Deadly Roads Are Not Just a Metaphor

(photo credit: richardmasoner)
Take a guess at the answer to this question: What kills 1.3 million people worldwide each year, 90% of them in developing countries?
The hot-button issues probably crossed your mind: AIDS, perhaps malaria. If you're a global health junkie (and regular reader of this blog), maybe you'd guess tuberculosis. When we think about large numbers of mortalities, we tend to think of the "big name" diseases. Editor's note: If you are a very diligent reader of this blog, you might already know the answer.
The answer, however, isn't even a disease, let alone one with a Global Fund and celebrity spokespeople to address it. It's traffic accidents. That's what kills hundreds of thousands of people in the developing world every year.

PROMPT 1 -> Using the piece on deadly roads, decide whether each statement agrees with it: (a) traffic accidents kill 1.3 million people worldwide each year; (b) traffic accidents have a Global Fund and celebrity spokespeople addressing them; (c) 90% of these deaths happen in developed countries. Answer yes or no for each, quoting the words that decide it.
PROMPT 2 -> Continue the piece on deadly roads from its last sentence.

Referring expression pointing data:
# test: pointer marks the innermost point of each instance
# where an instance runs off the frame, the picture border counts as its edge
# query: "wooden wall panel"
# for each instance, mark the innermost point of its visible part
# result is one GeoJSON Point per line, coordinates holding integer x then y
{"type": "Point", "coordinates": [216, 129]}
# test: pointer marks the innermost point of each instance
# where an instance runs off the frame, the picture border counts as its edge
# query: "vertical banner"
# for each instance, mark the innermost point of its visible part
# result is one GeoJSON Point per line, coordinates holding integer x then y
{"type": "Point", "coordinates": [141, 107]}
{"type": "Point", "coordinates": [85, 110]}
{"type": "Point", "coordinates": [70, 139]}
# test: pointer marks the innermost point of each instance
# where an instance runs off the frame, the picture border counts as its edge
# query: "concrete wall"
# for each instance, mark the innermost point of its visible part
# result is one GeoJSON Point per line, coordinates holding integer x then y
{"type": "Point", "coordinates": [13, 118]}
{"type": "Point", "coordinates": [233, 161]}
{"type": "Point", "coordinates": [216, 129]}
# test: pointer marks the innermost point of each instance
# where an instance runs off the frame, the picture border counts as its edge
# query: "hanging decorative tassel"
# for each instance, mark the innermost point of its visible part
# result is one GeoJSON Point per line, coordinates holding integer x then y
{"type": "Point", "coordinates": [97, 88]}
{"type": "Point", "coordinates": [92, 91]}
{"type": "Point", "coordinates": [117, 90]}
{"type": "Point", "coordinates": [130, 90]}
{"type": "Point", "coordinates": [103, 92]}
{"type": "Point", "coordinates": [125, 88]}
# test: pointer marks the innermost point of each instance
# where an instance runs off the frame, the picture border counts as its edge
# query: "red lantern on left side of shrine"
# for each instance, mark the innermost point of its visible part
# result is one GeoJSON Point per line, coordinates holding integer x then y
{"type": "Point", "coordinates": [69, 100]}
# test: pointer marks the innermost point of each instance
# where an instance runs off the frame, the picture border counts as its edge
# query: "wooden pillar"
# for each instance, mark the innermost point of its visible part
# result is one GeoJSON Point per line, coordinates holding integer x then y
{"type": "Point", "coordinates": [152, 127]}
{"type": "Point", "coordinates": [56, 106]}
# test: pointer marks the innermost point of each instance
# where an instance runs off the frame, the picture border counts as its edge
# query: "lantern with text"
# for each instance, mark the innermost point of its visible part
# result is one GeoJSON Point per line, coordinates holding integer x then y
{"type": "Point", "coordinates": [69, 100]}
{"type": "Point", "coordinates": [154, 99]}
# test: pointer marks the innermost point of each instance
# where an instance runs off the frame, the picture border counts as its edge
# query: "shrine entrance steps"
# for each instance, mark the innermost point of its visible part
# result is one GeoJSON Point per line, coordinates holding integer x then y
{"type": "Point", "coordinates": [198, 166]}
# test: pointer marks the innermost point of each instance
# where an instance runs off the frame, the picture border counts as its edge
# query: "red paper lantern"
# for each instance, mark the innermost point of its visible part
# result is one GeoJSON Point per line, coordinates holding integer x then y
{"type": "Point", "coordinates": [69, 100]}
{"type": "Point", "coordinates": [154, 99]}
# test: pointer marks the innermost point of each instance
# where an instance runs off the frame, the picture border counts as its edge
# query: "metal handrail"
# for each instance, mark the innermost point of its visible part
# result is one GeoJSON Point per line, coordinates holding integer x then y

FINAL ANSWER 1 ->
(a) Yes: "What kills 1.3 million people worldwide each year" and "It's traffic accidents."
(b) No: "isn't even a disease, let alone one with a Global Fund and celebrity spokespeople to address it."
(c) No: "90% of them in developing countries"

FINAL ANSWER 2 ->
Earlier this week, the World Health Organization released its first Global Status Report on Road Safety. The statistics are chilling, especially considering how little international attention this issue receives. Very few countries have comprehensive road safety laws, and those that do rarely enforce them. Perhaps the scariest statistic of all: the WHO predicts that traffic fatalities will be the fifth leading cause of death by 2030.
Why doesn't road safety garner the same kind of developed-world sympathy - and aid dollars - that infectious diseases do? I've done a lot of thinking about this, particularly because road accidents have directly affected me and several of my friends in Africa.
The WHO statistics indicate, by any account, a bona fide public health threat. Yet it's rare to encounter any international NGOs working on the issue, let alone idealistic aid workers trucking off to new parts of the globe to fight for better seatbelt laws instead of HIV medication.
A few thoughts:
- Road accidents happen at home, too. A car crash doesn't seem exotic to an American in the same way that many tropical diseases do. I'm not trying to undermine the importance of prevention and treatment for infectious diseases, but sometimes the ordinary problems don't seem as noble to fix.
- We can't deliver a commodity to treat it. As a donor, it feels good to imagine your money putting a tangible object in somebody's hands: an anti-malarial bednet, a nutritional supplement for a child. We can't prevent car accidents with a deliverable product.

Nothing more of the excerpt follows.